**Exercise set**.
1. Decide whether each statement below agrees with the passage on living with fibromyalgia, and answer yes or no with the deciding words of the passage quoted exactly. (a) The writer considers fibromyalgia a worse limitation than anything else people face. (b) The writer feels better today, though still somewhat limited. (c) The writer claims to feel the exact pain of others who are limited.
2. From the passage on living with fibromyalgia, extract the part starting with "I still grow" and going on through "no narcolepsy.".
==== Selected extract ====
I still grow frustrated at my own limitations. But I’m also aware that there are too many people in our world who are limited by much worse than my level of fibromyalgia. Things like extreme poverty, racism, sexism, lack of education, being the victim of a horrible crime or accident… these, and countless other circumstances, are horrible… I can’t imagine the extreme limitations some people push through everyday.

Today I still feel somewhat limited… but better. Hopefully tomorrow will be even better. And whether it is or is not, I remember that I am not alone. So for those of you feeling limited today, or this week, or whenever… limited by circumstances beyond your control– I may not feel your exact pain, but I am with you in spirit…





Went to the doctor and the doctor said…

5 04 2007

no narcolepsy.
==== Material supplied ====
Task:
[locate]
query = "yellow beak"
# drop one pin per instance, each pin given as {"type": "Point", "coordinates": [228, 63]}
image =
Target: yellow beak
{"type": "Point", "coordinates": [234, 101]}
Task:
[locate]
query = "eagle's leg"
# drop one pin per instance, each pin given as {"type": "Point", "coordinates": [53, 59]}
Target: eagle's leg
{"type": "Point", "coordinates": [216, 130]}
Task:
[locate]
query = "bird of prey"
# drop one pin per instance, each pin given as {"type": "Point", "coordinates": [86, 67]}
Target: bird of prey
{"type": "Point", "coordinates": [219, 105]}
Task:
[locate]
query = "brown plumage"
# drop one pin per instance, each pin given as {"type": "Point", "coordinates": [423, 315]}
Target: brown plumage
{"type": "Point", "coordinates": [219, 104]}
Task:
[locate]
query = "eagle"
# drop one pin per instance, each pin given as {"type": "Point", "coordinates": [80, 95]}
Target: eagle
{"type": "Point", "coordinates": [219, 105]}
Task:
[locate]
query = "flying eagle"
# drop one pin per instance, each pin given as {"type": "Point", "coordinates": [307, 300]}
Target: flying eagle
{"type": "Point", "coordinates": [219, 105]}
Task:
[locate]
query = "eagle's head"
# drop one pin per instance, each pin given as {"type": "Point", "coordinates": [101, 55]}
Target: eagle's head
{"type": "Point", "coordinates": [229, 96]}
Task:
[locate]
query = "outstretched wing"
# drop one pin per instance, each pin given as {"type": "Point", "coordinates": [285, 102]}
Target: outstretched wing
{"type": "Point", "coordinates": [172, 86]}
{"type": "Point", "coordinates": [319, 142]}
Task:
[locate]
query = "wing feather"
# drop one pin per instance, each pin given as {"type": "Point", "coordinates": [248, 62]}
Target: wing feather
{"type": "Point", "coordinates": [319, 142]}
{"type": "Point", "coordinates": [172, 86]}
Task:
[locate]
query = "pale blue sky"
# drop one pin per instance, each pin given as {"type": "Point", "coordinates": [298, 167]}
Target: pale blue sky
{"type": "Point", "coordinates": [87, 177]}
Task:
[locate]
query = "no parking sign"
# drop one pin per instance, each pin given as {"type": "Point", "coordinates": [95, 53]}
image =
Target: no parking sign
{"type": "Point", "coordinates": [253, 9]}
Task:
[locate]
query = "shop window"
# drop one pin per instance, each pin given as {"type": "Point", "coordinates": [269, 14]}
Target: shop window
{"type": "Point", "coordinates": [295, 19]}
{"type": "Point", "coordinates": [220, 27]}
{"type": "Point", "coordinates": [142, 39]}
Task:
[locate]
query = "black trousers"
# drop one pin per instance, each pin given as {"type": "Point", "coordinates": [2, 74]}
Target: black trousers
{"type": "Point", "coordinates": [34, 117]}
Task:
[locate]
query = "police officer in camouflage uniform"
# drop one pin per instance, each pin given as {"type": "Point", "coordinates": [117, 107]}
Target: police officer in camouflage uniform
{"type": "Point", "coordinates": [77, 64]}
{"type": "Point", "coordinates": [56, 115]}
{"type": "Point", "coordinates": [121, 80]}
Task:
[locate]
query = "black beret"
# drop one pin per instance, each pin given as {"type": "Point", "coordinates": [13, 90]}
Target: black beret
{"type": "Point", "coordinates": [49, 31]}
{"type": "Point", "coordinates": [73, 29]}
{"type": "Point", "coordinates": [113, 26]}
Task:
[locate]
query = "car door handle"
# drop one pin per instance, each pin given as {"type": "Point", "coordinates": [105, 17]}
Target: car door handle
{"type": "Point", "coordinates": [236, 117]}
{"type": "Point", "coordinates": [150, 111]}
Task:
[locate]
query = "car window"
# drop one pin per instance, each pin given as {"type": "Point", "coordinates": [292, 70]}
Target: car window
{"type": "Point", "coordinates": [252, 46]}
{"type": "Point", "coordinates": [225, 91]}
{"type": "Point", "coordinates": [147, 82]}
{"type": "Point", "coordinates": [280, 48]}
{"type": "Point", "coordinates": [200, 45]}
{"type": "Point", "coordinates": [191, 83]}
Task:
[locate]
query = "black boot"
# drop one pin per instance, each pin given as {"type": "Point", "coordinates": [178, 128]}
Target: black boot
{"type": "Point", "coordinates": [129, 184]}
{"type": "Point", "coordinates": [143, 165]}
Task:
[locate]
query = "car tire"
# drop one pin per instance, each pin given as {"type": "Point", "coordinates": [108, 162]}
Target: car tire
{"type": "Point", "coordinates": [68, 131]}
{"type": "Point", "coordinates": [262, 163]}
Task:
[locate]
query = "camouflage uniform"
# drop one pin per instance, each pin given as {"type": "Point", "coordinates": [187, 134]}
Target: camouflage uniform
====
**Response list**.
1.
(a) No: "there are too many people in our world who are limited by much worse than my level of fibromyalgia"
(b) Yes: "Today I still feel somewhat limited… but better."
(c) No: "I may not feel your exact pain, but I am with you in spirit…"

2.
I still grow frustrated at my own limitations. But I’m also aware that there are too many people in our world who are limited by much worse than my level of fibromyalgia. Things like extreme poverty, racism, sexism, lack of education, being the victim of a horrible crime or accident… these, and countless other circumstances, are horrible… I can’t imagine the extreme limitations some people push through everyday.

Today I still feel somewhat limited… but better. Hopefully tomorrow will be even better. And whether it is or is not, I remember that I am not alone. So for those of you feeling limited today, or this week, or whenever… limited by circumstances beyond your control– I may not feel your exact pain, but I am with you in spirit…





Went to the doctor and the doctor said…

5 04 2007

no narcolepsy.